## What this task involves
This exercise calls for the whole listing to be given again exactly, without images.

[Given records]

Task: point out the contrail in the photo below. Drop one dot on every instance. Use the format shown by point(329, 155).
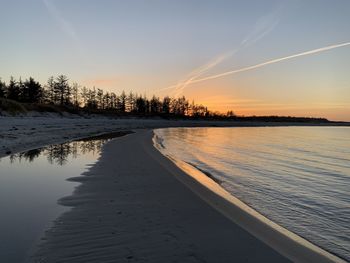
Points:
point(262, 28)
point(310, 52)
point(199, 71)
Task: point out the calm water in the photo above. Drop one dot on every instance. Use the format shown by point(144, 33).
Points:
point(31, 183)
point(299, 177)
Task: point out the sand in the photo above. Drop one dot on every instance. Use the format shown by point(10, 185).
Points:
point(29, 132)
point(131, 207)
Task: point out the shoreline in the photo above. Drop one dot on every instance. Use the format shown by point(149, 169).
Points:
point(289, 244)
point(313, 253)
point(130, 207)
point(18, 134)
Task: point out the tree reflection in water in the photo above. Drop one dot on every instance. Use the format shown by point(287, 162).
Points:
point(59, 153)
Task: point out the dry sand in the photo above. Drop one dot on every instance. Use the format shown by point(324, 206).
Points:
point(131, 207)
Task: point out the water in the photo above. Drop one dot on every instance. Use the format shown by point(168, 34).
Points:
point(299, 177)
point(31, 183)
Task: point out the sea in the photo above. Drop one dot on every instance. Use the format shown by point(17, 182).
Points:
point(298, 177)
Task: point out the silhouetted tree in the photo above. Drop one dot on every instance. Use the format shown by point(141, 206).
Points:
point(75, 94)
point(13, 91)
point(166, 105)
point(155, 105)
point(33, 92)
point(50, 95)
point(84, 93)
point(3, 89)
point(62, 89)
point(122, 102)
point(130, 102)
point(140, 105)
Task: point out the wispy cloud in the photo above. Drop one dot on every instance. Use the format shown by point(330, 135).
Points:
point(65, 26)
point(262, 27)
point(273, 61)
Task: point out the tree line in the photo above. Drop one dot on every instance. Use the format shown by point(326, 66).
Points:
point(59, 91)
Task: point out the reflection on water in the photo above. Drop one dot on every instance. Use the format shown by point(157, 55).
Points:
point(299, 177)
point(59, 153)
point(31, 183)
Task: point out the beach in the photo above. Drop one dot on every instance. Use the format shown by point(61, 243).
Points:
point(133, 206)
point(136, 205)
point(129, 208)
point(24, 133)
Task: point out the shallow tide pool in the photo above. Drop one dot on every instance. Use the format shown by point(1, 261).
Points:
point(31, 183)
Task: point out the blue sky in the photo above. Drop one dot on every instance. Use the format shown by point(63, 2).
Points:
point(147, 46)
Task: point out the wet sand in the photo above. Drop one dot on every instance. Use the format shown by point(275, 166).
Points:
point(131, 207)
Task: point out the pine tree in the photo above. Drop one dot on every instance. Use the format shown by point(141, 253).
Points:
point(13, 91)
point(3, 89)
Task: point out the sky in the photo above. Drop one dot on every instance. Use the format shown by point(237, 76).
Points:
point(271, 57)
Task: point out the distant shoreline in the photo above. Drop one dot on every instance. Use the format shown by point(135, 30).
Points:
point(23, 133)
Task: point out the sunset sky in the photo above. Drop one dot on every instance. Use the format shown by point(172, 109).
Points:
point(165, 47)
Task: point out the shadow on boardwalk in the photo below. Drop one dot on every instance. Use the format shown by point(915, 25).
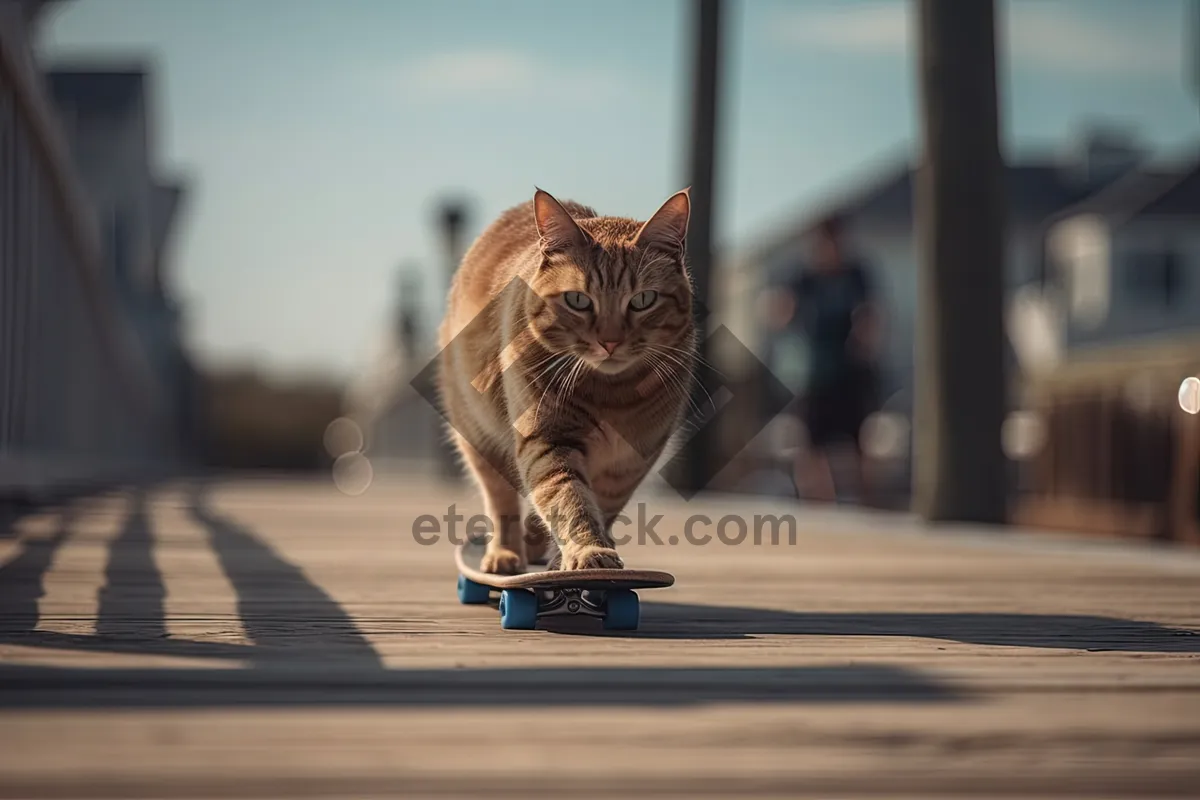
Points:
point(306, 649)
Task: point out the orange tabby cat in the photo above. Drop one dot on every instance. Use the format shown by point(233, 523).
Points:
point(568, 361)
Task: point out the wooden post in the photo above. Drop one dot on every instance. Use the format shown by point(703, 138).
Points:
point(451, 220)
point(706, 90)
point(960, 467)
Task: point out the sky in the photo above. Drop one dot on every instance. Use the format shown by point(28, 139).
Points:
point(318, 137)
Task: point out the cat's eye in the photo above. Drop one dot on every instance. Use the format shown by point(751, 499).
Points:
point(643, 300)
point(577, 300)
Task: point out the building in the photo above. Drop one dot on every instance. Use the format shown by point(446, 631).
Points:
point(1125, 263)
point(106, 114)
point(880, 216)
point(1132, 224)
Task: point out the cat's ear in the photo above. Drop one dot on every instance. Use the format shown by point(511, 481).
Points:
point(556, 227)
point(667, 229)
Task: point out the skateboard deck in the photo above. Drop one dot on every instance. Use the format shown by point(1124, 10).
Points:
point(539, 593)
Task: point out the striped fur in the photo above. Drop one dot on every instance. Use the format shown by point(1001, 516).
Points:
point(533, 396)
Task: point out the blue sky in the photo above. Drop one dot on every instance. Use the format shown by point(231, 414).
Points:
point(319, 134)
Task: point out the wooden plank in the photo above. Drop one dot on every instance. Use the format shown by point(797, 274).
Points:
point(864, 656)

[/Given records]

## Problem solution
Task: point out the contrail in the photo below. Drop one dot on every instance. Use the format shown by point(329, 155).
Points:
point(262, 28)
point(310, 52)
point(199, 71)
Task: point out the calm water in the photo above. Drop one dot on every instance. Use the format shown by point(144, 33).
Points:
point(31, 183)
point(299, 177)
Task: point out the sand in the photo above. Drop one dot on every instance. Use the format shown by point(10, 185).
Points:
point(29, 132)
point(131, 207)
Task: point out the shoreline in the photo above. Drop one dot on every instance. Use the format shown by point(149, 169).
Points:
point(289, 244)
point(313, 253)
point(130, 207)
point(18, 134)
Task: point out the tree reflection in water in the photo above. Drop one dot on every instance. Use the format shown by point(287, 162).
Points:
point(59, 153)
Task: point out the dry sand in the photo above. Drop one dot on every instance. Use the format shown by point(324, 206).
Points:
point(131, 207)
Task: point out the water in the photo above. Drop one dot on every instance. Use the format shown by point(168, 34).
Points:
point(299, 177)
point(31, 183)
Task: point out the sea in the photo above. Drop one dot on every instance. Use the format shown by point(17, 182).
Points:
point(298, 177)
Task: point out the silhouetted tree in the photo above. Drop one dot on every instance. Use the format shown by point(141, 206).
Points:
point(75, 94)
point(13, 91)
point(166, 105)
point(155, 105)
point(33, 92)
point(50, 95)
point(84, 93)
point(3, 89)
point(62, 89)
point(122, 102)
point(130, 102)
point(140, 105)
Task: point out the wispy cloud in the photo above. Drop one dot on every instance. Use the format shown by point(330, 135).
Points:
point(65, 26)
point(262, 27)
point(273, 61)
Task: point out the tree line in the photo above. Drop one dot on every instance. Use the format shown by point(326, 66).
Points:
point(59, 91)
Task: point out the reflection on water in the photo above. Drop one dot on every instance. Use the format shown by point(157, 55).
Points:
point(299, 177)
point(59, 153)
point(31, 183)
Task: point out the beach in the photo above. Drop one dot on every instance. Use the format shown by point(61, 243).
Points:
point(133, 206)
point(136, 205)
point(129, 208)
point(24, 133)
Task: point out the shallow tide pool in the photo above. Drop one dot on every instance. Use the format shown by point(1, 261).
Points:
point(31, 183)
Task: point out the blue sky in the photo above. Drop one dot on every instance. Use the format shown by point(63, 2).
Points:
point(147, 46)
Task: point out the wet sand in the photo above. Drop one dot on every instance. Use the format shown by point(275, 166).
Points:
point(131, 207)
Task: point out the pine tree in the photo above. Drop one dot on every instance. Use the format shown by point(141, 253).
Points:
point(13, 91)
point(3, 89)
Task: point out the sky in the photo above. Drop one dot on every instance. Use the format shown by point(237, 76).
Points:
point(271, 57)
Task: point out the distant shoreline in the photo above. Drop one dot on every instance. Use the format shown by point(135, 30).
Points:
point(23, 133)
Task: point out the sunset sky in the photo above. Drop one dot on every instance. Use the format shown by point(172, 109).
Points:
point(165, 47)
Task: point out the shadow on boardwalk in the photo below. Drop one dot on every instance. Use the format shown by point(915, 25).
Points:
point(306, 649)
Task: point out the orange tabby cat in the photo above. Drop one dot on every instance. Use the format shown by point(233, 523).
Points:
point(568, 361)
Task: point out the wooden post in the photo above. Drop one dot on every instance. Use the format shown by point(703, 138).
Points:
point(451, 220)
point(706, 90)
point(960, 467)
Task: point out the sky in the photo above. Drop one dot on every instance. Use the format shown by point(28, 139).
Points:
point(318, 137)
Task: point out the cat's eye in the photo above. Drop one dot on every instance. Use the format shown by point(751, 499).
Points:
point(643, 300)
point(577, 300)
Task: point out the building in the photo above. Drop one dot on every instance. Use the format shown by point(446, 631).
Points:
point(1125, 263)
point(106, 114)
point(880, 216)
point(1132, 224)
Task: point out the cat's ear in the photo above. Drop one dot on every instance. Use the format shown by point(511, 481).
Points:
point(556, 227)
point(667, 229)
Task: point out the skateboard deck in the photo above. Drop one dot on every instance. Use the format shown by point(1124, 10).
Points:
point(539, 593)
Task: point out the striped fur in the photo above. Drop one dot on every instance. Use the format shown by point(1001, 516).
Points:
point(533, 396)
Task: point out the blue sky in the photo above. Drop one dot on every instance. Use the format shown by point(231, 414).
Points:
point(319, 134)
Task: point out the wooden plank in the photo above. Drop one dot on every instance. Use the format shown by point(797, 274).
Points:
point(864, 656)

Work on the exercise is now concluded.